Work required: Change every "Annotation guideline" in the records below to "Labeling instruction", keeping everything else the same. Return all the records without the pictures.

Dataset entries
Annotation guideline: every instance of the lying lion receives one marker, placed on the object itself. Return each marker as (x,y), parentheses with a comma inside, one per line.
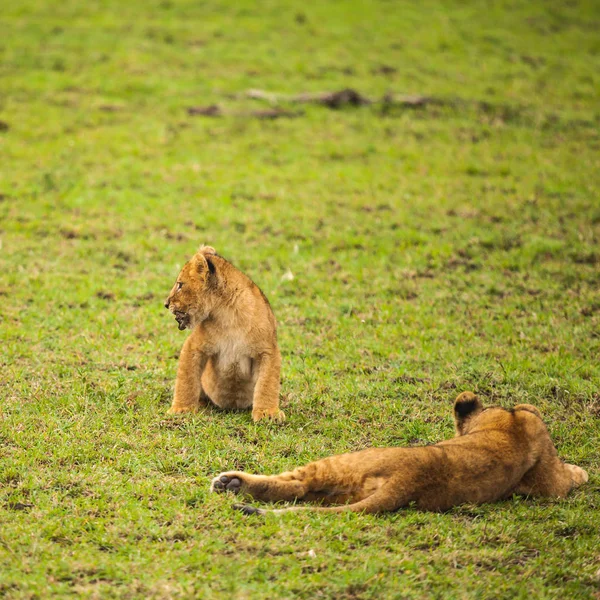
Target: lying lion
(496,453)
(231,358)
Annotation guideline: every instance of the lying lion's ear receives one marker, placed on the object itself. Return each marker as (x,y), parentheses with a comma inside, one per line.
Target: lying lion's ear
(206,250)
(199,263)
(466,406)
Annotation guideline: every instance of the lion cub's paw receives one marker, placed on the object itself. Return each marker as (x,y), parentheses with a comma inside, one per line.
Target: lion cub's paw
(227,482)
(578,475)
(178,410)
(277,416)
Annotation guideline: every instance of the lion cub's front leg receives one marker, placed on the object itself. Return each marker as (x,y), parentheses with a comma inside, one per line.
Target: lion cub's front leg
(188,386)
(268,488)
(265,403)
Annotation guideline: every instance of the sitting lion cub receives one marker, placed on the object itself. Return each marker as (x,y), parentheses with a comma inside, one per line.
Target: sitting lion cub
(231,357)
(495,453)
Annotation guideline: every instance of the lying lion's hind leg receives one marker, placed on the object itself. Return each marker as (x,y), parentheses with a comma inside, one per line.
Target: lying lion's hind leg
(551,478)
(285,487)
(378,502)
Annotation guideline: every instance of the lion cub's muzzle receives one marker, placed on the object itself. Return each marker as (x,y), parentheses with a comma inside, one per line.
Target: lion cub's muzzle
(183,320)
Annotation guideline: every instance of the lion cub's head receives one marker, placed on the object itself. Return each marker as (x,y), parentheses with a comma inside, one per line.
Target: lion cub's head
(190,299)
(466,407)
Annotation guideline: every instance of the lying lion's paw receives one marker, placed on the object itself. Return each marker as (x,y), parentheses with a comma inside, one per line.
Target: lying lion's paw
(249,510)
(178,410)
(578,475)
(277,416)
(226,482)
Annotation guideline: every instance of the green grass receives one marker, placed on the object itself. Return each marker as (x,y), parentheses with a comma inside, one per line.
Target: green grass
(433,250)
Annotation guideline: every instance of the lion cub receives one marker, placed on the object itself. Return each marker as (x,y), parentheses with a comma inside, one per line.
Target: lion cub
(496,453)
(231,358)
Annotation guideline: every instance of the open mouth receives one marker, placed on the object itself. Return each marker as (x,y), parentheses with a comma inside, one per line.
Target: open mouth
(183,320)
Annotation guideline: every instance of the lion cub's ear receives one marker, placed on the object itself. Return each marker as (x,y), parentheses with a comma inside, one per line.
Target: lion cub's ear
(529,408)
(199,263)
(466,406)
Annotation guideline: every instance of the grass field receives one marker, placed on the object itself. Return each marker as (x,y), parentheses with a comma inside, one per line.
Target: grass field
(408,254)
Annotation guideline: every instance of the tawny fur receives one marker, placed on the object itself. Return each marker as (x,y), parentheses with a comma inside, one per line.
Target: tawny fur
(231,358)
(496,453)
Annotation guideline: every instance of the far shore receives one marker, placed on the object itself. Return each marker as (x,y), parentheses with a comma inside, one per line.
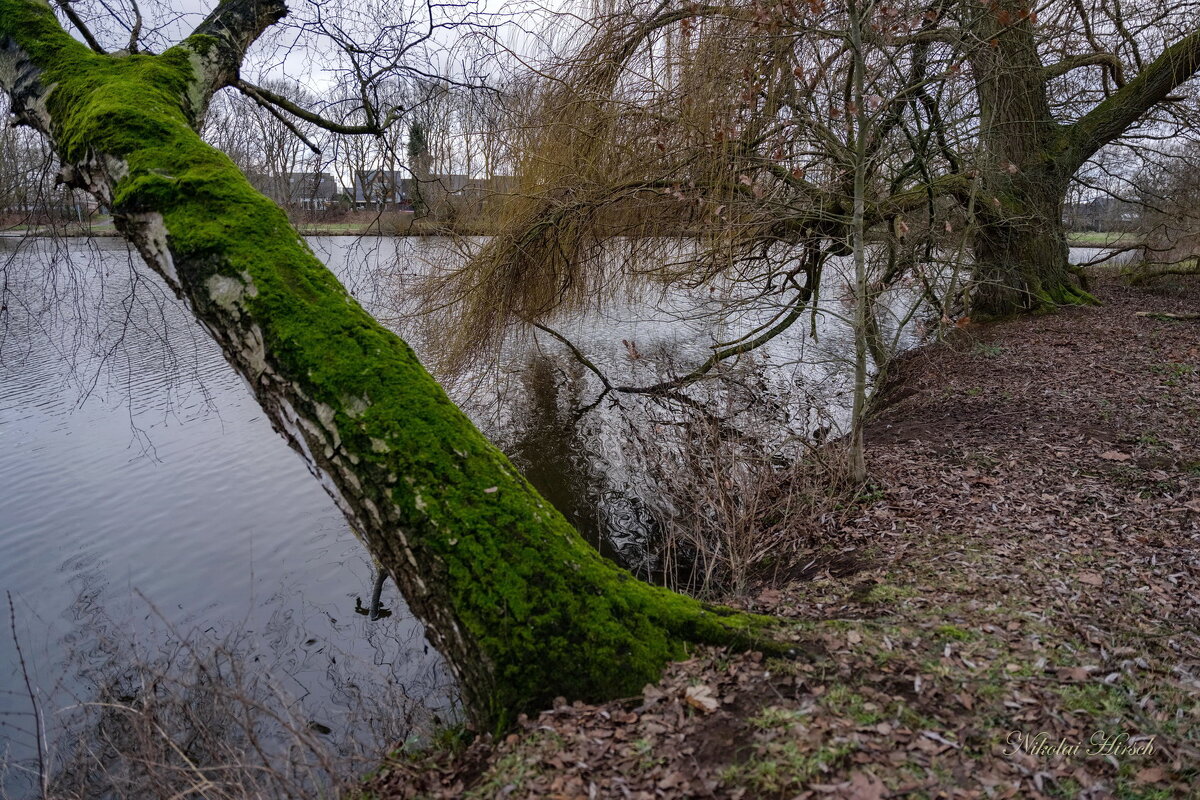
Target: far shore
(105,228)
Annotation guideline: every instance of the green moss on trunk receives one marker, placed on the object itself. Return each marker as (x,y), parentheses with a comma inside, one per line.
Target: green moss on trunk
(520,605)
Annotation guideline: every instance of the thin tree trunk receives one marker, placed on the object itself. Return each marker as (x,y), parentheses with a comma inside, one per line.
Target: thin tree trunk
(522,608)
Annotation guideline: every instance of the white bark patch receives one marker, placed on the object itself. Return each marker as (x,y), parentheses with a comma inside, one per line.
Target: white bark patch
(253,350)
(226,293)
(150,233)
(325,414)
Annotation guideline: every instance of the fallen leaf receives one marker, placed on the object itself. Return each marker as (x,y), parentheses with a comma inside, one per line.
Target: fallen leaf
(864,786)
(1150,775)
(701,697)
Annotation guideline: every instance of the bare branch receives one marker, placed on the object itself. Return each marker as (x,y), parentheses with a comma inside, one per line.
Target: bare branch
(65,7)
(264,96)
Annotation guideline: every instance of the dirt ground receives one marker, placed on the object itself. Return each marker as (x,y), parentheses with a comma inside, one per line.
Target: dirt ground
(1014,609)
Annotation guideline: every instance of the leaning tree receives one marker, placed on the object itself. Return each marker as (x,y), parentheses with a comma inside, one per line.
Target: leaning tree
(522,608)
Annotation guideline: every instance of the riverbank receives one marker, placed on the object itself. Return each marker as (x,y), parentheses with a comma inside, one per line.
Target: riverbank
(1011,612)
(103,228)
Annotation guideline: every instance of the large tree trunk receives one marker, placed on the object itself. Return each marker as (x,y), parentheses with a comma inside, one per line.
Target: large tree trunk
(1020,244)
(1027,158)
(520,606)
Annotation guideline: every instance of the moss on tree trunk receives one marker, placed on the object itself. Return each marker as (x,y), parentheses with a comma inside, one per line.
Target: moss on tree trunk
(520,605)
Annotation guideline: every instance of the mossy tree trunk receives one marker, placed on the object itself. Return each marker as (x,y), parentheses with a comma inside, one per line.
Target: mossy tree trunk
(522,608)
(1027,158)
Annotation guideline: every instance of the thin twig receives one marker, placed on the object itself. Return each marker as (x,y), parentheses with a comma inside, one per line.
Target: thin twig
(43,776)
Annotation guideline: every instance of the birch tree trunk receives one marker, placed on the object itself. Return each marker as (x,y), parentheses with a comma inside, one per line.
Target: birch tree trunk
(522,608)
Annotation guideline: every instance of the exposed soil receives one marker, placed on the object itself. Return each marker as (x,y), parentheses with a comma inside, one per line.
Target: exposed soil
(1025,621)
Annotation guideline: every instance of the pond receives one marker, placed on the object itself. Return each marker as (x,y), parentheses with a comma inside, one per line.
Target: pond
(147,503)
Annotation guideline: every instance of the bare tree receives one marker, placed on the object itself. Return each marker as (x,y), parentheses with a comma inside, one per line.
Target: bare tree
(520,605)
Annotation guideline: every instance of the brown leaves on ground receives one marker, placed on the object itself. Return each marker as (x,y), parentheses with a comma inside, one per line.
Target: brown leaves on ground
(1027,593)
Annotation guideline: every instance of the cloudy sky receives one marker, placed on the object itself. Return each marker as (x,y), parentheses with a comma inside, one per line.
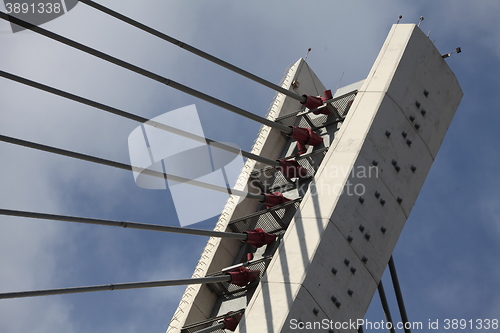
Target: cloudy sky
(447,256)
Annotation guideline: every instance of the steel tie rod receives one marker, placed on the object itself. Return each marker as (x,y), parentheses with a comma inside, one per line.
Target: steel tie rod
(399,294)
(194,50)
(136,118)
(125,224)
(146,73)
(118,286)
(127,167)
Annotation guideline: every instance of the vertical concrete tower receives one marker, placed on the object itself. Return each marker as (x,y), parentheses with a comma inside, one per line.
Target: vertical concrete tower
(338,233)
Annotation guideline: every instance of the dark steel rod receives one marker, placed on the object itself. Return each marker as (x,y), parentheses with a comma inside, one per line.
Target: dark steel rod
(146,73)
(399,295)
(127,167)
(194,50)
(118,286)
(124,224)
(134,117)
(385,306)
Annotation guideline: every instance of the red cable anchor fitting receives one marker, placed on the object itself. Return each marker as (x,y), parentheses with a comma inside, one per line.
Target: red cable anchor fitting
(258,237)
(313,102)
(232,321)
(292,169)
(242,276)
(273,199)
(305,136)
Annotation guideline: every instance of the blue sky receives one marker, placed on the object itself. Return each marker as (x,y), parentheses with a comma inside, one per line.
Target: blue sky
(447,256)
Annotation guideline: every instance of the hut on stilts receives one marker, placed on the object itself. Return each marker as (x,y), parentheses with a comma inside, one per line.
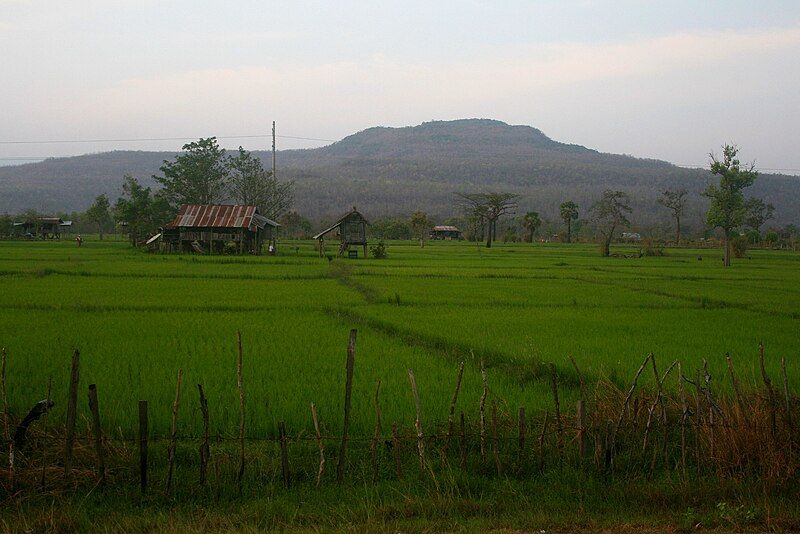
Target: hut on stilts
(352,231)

Solution to this problem:
Labeling instruction: every instance of the lying lion receives one marker, placed on the object itself. Return each marker as (x,y), parentheses with a comma inside, one per line.
Target: lying lion
(496,453)
(231,358)
Labeling instruction: every instance of the lying lion's ear receives one marker, placed on the object itself. Return each marker as (x,y), parentheses with a comma inside, one per line.
Target: lying lion's ear
(206,250)
(199,263)
(466,406)
Labeling instruction: every instance of the lion cub's paw receives one marker, placed on the object itself. Return each marker as (x,y), parentheses with a comma inside, one per line.
Target: lion cub's paw
(227,482)
(578,475)
(178,410)
(277,416)
Labeling instruction: every instance of the lion cub's front leg receives one marker, placed on the object itself. Return each marker as (x,y), parentheses with a comma inside, one per line.
Target: lion cub's front leg
(188,386)
(268,488)
(265,403)
Labeling instruction: every instance of the sitting lion cub receives one marker, placed on the object itself. Return each marker as (x,y), parentheses with a comma inside, one per line.
Target: sitting lion cub
(231,357)
(495,453)
Labeling instruction: every instance of the lying lion's hind leg receives one marker, placed on the object itself. Return each marker as (x,y), parentheses with a comma inside, one per line.
Target: lying lion's hind leg
(551,478)
(285,487)
(378,502)
Labeling instruction: every instance of the lion cub's muzzle receives one marker, placed on the object itself. Return each marker as (x,y), parentheses with a comma inside, one per line.
Target: lion cub's muzzle
(183,320)
Labeling instruction: every instance of the lion cub's head receives one marker, placed on the object itself. Return each marker as (x,y), parentheses with a comma inside, one per line.
Target: lion cub's head
(190,299)
(466,407)
Labeling instruction: every instance of the lying lion's paw receives one marker, placed on the object itself. Return each marker as (x,y), parentheses with a comma inside, one per line.
Target: lying lion's paw
(249,510)
(178,410)
(578,475)
(277,416)
(226,482)
Labeling instruction: every instance of the green grass receives one marker, placed on the object itself. Return each marker as (x,y), parentheses with a comma inside, one per line.
Target: green grass
(433,250)
Labeling instruction: every instance of the lion cub receives one marker, placed on the object itself. Return each marker as (x,y), parentheses with a comma inside, one per line.
Target: lion cub
(496,453)
(231,358)
Labeling instruction: every instance of the open mouth receives one marker, placed on the object itself. Return each marker as (x,y), parentheses with a comma inside, one per line.
Target: open mouth
(183,320)
Labeling instruction: every instance of the lion cub's ear receives one marker, placed on the object itself. Return each marker as (x,y), parentheses with a comma inside, one per line.
Target: lion cub's ear
(529,408)
(199,263)
(466,406)
Labeling instruction: every instance of the grass field receives one marker, placed on the object itself. Return each marker as (x,y), parentheses with a comma inside, one per line.
Target: grass field
(408,254)
Labeling instruction: every instance of the tawny fur receives one marker, placed on the object itself. Return each marker as (x,y), parentheses with a comma inside, one per line.
Target: tawny fur
(231,358)
(496,453)
Labeling instruction: every instance of the far shore receives one marker, placed on the object itself. Return each marker as (x,y), parentheses with a comma inside, one per line.
Target: far shore
(105,228)
Labeling instruction: every instance of the green moss on trunk receives one marker, placed on the object itself. Return each marker as (x,y), parentheses with a comma inside, one per line.
Target: green moss on trunk
(520,605)
Labeling instruction: every instance of the thin tree trunk receives one marker, placed on the object itself. Return each marker as (x,y), parentheses with a comma inside, one per line.
Target: thin tree trunk
(522,608)
Labeling instruction: every instance of the white bark patch receives one marker, placed on the object itself. Return each marker as (x,y), parentheses with a comma inside, one per line.
Target: white bark patch
(253,350)
(226,293)
(150,233)
(325,414)
Labeling instruction: every instance of the fallen leaf receives one marker, placed on the object itself. Return each marker as (x,y), parentheses with a comma inside, one per line.
Target: fallen leaf
(864,786)
(1150,775)
(701,697)
Labeling instruction: every instance of the bare branch receives one marker, placed on the object itself. Return each marker as (x,y), parentheses with a comma inside, one per line.
Target: bare branch
(65,7)
(264,96)
Labeling instruction: every instance of the dirt ground receives one marker, placed on the object itself. Return each marker as (x,y), parentheses with a comma inside, one per line.
Target: dirt ground
(1014,609)
Labeling instruction: every instance of the leaning tree receives one marker, placed on the object itself. Return each marker as (x,y), parentheses with a comma inside, one per line.
Target: leaning tree
(522,608)
Labeling instruction: every instance of the riverbank receives one marker, placed on the object itself. Return each marker as (x,y), parentheses with a comma inside, one per line.
Target: riverbank
(1011,612)
(103,228)
Labeling instruction: every instance of the large tree trunk receives one marker, placed on the object itself. Return each marker as (x,y), parentheses with a comma inside, one per line.
Target: large tree trunk
(1020,244)
(1027,158)
(520,606)
Labeling instruction: every instance of the moss on tree trunk receives one marker, placed on the object itself. Return each marker as (x,y), parentheses with a comma inside, one per line.
Target: moss on tree trunk
(520,605)
Labeling instruction: every instance of the mossy tree trunk receives one marker, placed on the object itself. Return each marker as (x,y), parentheses with a comma inside, one per line.
Target: mossy tree trunk
(522,608)
(1027,158)
Labeling instruction: every instance of the thin twig receives one marker, placed on the object itself. Return each marker as (x,y), parentheses with a comma inside, one per line.
Target: thin twig
(43,776)
Labeling instruction: every instance of the birch tree trunk receives one marker, placed on the object itself. Return each marker as (x,y), parentheses with a comma inside, one per line.
Target: birch tree trunk
(522,608)
Labeling instruction: every instance of the exposed soil receives one marker, placed on the object itself. Return each marker as (x,y), parentheses with a comma inside, one per line.
Target: exposed soil
(1025,621)
Labeling instruction: every instance of the pond receives one marker, placed on the object itself. Return each marker as (x,y), parentheses with a comma inside, one per line.
Target: pond
(147,503)
Labeling instruction: every instance of the bare tree receives one marker, placed on the object itself. Return each marker as (x,y), parentheses with a comma inside, one per line.
Target: bare tree
(520,605)
Labeling instruction: every instance of the brown leaves on ground receives one marker, placed on the object itself. Return each marker as (x,y), parentheses with a comma inside, one per line.
Target: brown leaves on ground
(1027,593)
Labeling instruction: every instance of the cloudy sky receives one marker, placed on the object itself. Return each marker as (x,y), parentheses with a comma inside, one per line.
Target: cloudy sky
(447,256)
Labeling instruction: every instance of the steel tie rod receives one marker, placed on the object itself. Return each marker as (x,y), parentheses with a comma inside, one per line.
Target: steel tie rod
(399,294)
(194,50)
(136,118)
(125,224)
(146,73)
(118,286)
(127,167)
Labeling instruction: every instance of the vertical concrete tower receives one marker, placed on the object itself. Return each marker as (x,y), parentheses with a comma inside, one per line.
Target: vertical concrete tower
(338,233)
Labeling instruction: every instance of the dark steel rod receives one marker, placed on the object itself. Return each marker as (x,y), parentheses with a comma inside, one per line.
Target: dark steel rod
(146,73)
(399,295)
(127,167)
(194,50)
(118,286)
(124,224)
(134,117)
(385,306)
Labeling instruction: every instance of the red cable anchor fitting receives one marker, placed on the object itself. Return each marker as (x,y), parentheses with a comma inside, one per line.
Target: red cable anchor fitting
(258,237)
(313,102)
(232,321)
(292,169)
(242,276)
(273,199)
(305,136)
Labeling instruction: every instance of the blue sky receives one marker, placed on the object itself. Return each marker as (x,y), parentheses with a comma inside, one per line.
Target: blue sky
(447,256)
Labeling instruction: every instance of the hut on stilts receives one marker, placed on the object itself. Return each marker as (x,y), parentheses with a comma inside, one per line.
Target: hut on stilts
(352,231)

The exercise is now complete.